PROMPT:
Write out the material again exactly, please, and omit the pictures.

RECORDED INFORMATION:

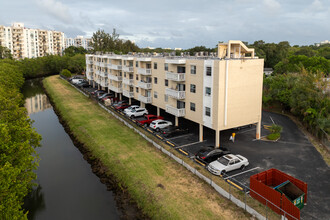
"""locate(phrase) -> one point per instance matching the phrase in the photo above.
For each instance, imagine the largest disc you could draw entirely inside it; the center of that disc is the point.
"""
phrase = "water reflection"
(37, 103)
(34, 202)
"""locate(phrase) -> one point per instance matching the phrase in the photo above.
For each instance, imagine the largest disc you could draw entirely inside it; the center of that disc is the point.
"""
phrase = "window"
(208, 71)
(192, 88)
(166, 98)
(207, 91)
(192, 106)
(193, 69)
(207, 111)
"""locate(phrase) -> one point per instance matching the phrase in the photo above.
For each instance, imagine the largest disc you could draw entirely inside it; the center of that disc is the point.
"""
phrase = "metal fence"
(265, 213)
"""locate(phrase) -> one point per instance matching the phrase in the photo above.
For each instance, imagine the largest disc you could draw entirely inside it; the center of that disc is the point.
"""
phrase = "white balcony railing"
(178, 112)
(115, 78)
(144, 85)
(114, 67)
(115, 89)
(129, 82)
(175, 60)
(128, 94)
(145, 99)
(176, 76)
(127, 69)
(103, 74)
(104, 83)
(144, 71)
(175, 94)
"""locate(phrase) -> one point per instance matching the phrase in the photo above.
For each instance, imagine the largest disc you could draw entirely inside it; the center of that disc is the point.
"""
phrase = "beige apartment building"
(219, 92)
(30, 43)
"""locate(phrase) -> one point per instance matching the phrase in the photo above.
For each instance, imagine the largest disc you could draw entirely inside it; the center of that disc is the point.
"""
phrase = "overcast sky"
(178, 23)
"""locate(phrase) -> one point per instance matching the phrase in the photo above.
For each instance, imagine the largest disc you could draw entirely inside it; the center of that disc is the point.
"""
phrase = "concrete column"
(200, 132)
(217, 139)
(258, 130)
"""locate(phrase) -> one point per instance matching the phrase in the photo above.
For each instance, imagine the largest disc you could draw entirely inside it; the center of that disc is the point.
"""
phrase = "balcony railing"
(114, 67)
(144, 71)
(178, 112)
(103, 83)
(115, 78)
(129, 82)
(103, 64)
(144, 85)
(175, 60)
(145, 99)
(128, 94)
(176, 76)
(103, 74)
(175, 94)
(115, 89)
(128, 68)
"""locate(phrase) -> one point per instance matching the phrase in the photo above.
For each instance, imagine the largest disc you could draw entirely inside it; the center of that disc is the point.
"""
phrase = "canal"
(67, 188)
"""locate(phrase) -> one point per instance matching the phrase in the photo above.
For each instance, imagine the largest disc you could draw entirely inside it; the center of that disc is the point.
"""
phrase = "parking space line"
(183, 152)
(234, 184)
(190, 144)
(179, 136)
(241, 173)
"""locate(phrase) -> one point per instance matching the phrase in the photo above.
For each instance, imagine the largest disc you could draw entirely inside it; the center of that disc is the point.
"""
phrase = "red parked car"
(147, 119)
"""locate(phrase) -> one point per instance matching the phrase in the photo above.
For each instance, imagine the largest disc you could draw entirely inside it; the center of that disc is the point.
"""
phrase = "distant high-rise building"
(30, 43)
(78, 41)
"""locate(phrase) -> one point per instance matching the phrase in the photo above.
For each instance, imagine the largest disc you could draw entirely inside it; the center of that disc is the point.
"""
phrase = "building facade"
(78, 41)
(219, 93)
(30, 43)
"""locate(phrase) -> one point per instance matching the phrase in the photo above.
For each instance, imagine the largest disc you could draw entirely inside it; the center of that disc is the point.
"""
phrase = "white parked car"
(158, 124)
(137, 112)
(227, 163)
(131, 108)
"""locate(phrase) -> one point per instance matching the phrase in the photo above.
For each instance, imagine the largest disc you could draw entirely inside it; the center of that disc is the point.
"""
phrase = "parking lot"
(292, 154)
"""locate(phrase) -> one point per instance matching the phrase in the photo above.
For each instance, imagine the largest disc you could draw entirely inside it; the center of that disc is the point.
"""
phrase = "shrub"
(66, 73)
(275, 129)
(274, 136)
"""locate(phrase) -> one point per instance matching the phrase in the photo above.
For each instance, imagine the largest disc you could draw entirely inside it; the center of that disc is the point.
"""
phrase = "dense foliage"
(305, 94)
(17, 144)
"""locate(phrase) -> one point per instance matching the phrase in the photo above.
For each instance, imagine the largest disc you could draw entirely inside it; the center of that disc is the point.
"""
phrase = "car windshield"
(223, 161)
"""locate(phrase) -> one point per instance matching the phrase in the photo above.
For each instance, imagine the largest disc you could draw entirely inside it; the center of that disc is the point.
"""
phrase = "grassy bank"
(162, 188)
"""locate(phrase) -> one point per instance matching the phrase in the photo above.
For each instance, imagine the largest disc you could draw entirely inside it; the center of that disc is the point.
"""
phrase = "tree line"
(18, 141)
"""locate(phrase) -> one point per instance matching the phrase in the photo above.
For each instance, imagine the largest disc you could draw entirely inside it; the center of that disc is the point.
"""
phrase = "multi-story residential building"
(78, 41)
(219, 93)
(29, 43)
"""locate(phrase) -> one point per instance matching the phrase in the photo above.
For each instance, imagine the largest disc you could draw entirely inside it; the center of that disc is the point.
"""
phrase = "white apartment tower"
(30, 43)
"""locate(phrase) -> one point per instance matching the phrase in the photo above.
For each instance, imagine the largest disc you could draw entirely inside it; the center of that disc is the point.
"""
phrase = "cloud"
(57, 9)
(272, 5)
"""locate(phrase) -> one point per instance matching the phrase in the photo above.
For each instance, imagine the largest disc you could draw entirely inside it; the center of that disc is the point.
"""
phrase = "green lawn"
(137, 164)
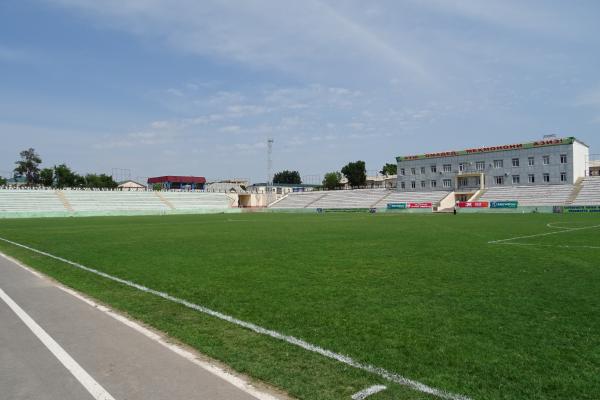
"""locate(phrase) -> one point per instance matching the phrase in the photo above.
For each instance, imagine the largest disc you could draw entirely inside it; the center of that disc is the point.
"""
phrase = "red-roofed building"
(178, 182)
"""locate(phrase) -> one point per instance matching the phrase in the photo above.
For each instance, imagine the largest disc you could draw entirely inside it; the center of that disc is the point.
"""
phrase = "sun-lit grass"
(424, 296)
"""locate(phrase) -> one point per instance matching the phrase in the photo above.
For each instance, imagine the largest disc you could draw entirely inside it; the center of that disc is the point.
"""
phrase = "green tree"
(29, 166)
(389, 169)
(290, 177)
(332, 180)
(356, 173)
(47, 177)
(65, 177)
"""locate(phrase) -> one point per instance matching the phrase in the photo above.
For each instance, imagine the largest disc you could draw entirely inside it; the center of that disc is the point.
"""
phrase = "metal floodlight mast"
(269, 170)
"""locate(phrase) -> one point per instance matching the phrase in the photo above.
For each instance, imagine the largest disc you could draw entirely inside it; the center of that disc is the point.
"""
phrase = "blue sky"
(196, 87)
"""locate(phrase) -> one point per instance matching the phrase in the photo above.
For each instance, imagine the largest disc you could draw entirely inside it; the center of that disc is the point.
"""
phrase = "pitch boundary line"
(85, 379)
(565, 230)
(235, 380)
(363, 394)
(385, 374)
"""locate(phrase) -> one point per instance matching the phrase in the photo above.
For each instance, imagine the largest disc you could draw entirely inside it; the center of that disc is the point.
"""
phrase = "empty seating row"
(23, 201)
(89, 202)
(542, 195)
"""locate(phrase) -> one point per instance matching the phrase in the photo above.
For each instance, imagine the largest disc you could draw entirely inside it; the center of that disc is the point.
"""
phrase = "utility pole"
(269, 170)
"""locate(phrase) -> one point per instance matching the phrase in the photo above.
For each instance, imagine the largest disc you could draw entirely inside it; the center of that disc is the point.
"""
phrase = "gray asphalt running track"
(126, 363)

RESPONSE TO THE TASK:
"""locate(phrase) -> one point per instance matching the phrase in the photo above.
For each instance, imagine the largest disc you could draw entirely inside it; the center of that disc is the point.
"""
phrase = "water reflection"
(37, 103)
(34, 202)
"""locate(phrase) -> one point per instance matching the phrase in the photo above.
For each instance, imagine the largest disc you could draw entirely inside it; the center of that disc is the point.
"""
phrase = "window"
(208, 71)
(192, 88)
(166, 98)
(207, 91)
(192, 106)
(193, 69)
(207, 111)
"""locate(phrase) -> one point per instance matching the phrase in the photo above.
For each instance, imagine the largest disc you could draw entirely inside it; the center of that disc is the point.
"""
phrase = "metal fence"
(265, 213)
"""locate(phrase) -> one point per instance matching the phrase in the photo above.
For each instance, imagine the largest disc you could draw entirely inside it; the center of that disc is the point.
"""
phrase = "white balcony railing"
(178, 112)
(115, 78)
(144, 85)
(114, 67)
(115, 89)
(129, 82)
(175, 60)
(128, 94)
(145, 99)
(176, 76)
(127, 69)
(103, 74)
(104, 83)
(144, 71)
(175, 94)
"""locate(phrase) -> one point per instance matching the phrase in the photo above.
For each instance, imagine the largest disc you could draw entirely inside it; the center of that disc is the point.
"""
phrase = "beige apartment building"
(219, 92)
(30, 43)
"""locate(phrase) -> one point per instance matching the phrase in the photo above.
For each instance, imagine the largest disc you could draw entirely inside it; the center of that disc is the point.
"""
phrase = "overcast sky"
(178, 23)
"""locate(phrase) -> one point per instance matching the phrase in the photo above.
For each instance, imagine the largest disc you could draw entirely inside it; the center of that disc is the point.
"""
phrase = "concrete column"
(200, 132)
(217, 139)
(258, 130)
"""locate(phrase) -> one point per instance matching the phrase in the photo above.
For each instance, imagine the largest disc you could draw entirely inside it; the center of that disc is the point.
"""
phrase = "balcony railing"
(114, 67)
(144, 71)
(178, 112)
(103, 83)
(115, 78)
(129, 82)
(103, 64)
(144, 85)
(175, 60)
(145, 99)
(128, 94)
(176, 76)
(103, 74)
(175, 94)
(115, 89)
(128, 68)
"""locate(phrase) -> one point per instance matching the phrase in the photo above.
For each instance, imagine the largest disc you could draw entirely inside it; the center of that disc is the point.
"""
phrase = "canal"
(67, 188)
"""locate(phrase) -> one point per instance matching the phrase in the photo above.
For each instance, imagine the largest disc you could draw entirely inside it; the center of that disc is the point.
"""
phrase = "parking space line"
(183, 152)
(234, 184)
(190, 144)
(179, 136)
(241, 173)
"""locate(phrase) -> one point per instance matching the phrase in the photo above.
For each instance, imagine the largest disc you could draw entirely inside it; the center of that disc is the point.
"""
phrase = "red parked car"
(147, 119)
"""locate(phrase) -> one point per instance matching the phrase in the photo above.
For each instance, imagine the largest disc you could draw entirely inside it; the center of that disc is the point.
"""
phrase = "distant high-rise building"
(30, 43)
(78, 41)
"""locate(phrase) -> one point per instance matching the phrase in the photo above.
For each instance, imagine the largest disc you could draw entirely inside it; the center of that disc is the point.
"""
phrase = "building facade"
(78, 41)
(219, 93)
(30, 43)
"""locate(phrase) -> one point per instance matching the phrase in the photo above.
For each instance, imagine the largest disc you could draw entirely inside it; the center of that disc is the point.
"""
phrase = "white parked car"
(158, 124)
(137, 112)
(227, 163)
(131, 108)
"""locate(phrase) -> one point per instance matching the phrase in the photo above.
For each instance, imagine the largest disc you could draw entirely inside it; the center of that disc is the point.
"""
phrase = "parking lot"
(292, 154)
"""locate(phrase) -> one point per instance matching the phrase in the photo above.
For each instance, imagine the largest disc you could draw entirely inside it; the center of that disc is the point.
"""
phrase = "shrub"
(66, 73)
(275, 129)
(274, 136)
"""locate(phrase) -> one point per instance matching the phrase in the photo above.
For each instance, imagine the largest disc you could draw entirely inside it; the center of that disc is the point.
"""
phrase = "dense foliage"
(305, 94)
(17, 144)
"""locate(phrase) -> one point per instance matching the phrase in the photo above.
For each instance, imagine the largest disc you could draw entirely inside it; the center of that disc is the point.
"""
phrase = "car windshield"
(223, 161)
"""locate(phrase) -> one point per instance matching the phrase in the photo above.
For each instance, imagine the largest disc you could draw entirely inside it; the center of that disc is the point.
"""
phrase = "grassy bank"
(162, 188)
"""locate(phrase) -> one point per instance matching the phrase in the photo above.
For each instance, imagine the largest disc you could draw entirely inside it; the center of that disc is the point.
"""
phrase = "tree line"
(18, 141)
"""locate(phrase) -> one point per instance matching the phrase in the photo above.
For each instance, imagine the largest disc you could draw entirely inside it; the center of that disc is the point.
"""
phrase = "multi-story residential building"
(78, 41)
(219, 93)
(29, 43)
"""locate(phrase) -> one point per instance matching the phrase in the photo above.
For each instance, imagine the largest disc you could draw entirely inside it; the center of that disc is the point.
"""
phrase = "white apartment tower"
(30, 43)
"""locate(phrase) -> one point per instance matching the phrase in the photo above.
For each instance, imagine the largest disc you could draw entirely inside it; the center of that disc is the point.
"""
phrase = "cloud"
(57, 9)
(272, 5)
"""locate(phrase) -> one point per instance matching the phrase in the photo above.
For each instance, imagine the largest disc you could draw entirely inside it; the center of that disc is the point.
"""
phrase = "green lawn"
(137, 164)
"""locate(phrase) -> one point per instance matching the phrase in the photo above.
For each instance, imagine the largest disc you could draw entirely inside it; the center of that disc is the point.
"""
phrase = "red-roofed building"
(178, 182)
"""locate(phrase) -> one point per instance matching the phrase in the photo above.
For each instance, imagine the largest disc you could draw entirely inside it; the center of that disc is the point.
"""
phrase = "sun-lit grass"
(424, 296)
"""locate(phrase) -> one point per instance matching the phrase in the photo above.
For each instance, imagine the largest disc you could draw entirely inside it; the center of that disc is the point.
"""
phrase = "green tree"
(29, 166)
(389, 169)
(290, 177)
(332, 180)
(356, 173)
(47, 177)
(65, 177)
"""locate(phrase) -> one point per instance matching the phrase in the photo above.
For each instance, imagine the largest disc you could draw entirely inside it; the center of that disc is the point.
"""
phrase = "metal floodlight mast"
(269, 170)
"""locate(phrase) -> one point per instance matching the phrase in the photo above.
For each instance, imagine the largest disc you could draw entirely inside it; the center of that disc is the point.
"""
phrase = "blue sky"
(196, 87)
"""locate(phrase) -> one point per instance matching the phrase in the photo above.
For each instance, imagine the largest disc you could draw entirely inside it; the center of that disc is the point.
"""
phrase = "pitch boundary line"
(85, 379)
(565, 230)
(235, 380)
(363, 394)
(385, 374)
"""locate(phrase) -> one point per instance matching the phrase in the photo above.
For each instance, imagine the largest disc you could draw entirely inside it; the center of that disc is the point.
"""
phrase = "empty seating row"
(23, 201)
(89, 202)
(542, 195)
"""locate(phrase) -> one point per instance matching the phrase in the photo above.
For each instance, imagine the largest disc you could draw entirely inside it; the center of that disc is the point.
"""
phrase = "utility pole"
(269, 170)
"""locate(phrase) -> one point per instance matching the phrase in the photo above.
For each instance, imagine the largest disc you could draw entirely inside it; the center of that disc is the point.
"""
phrase = "gray asphalt running track"
(126, 363)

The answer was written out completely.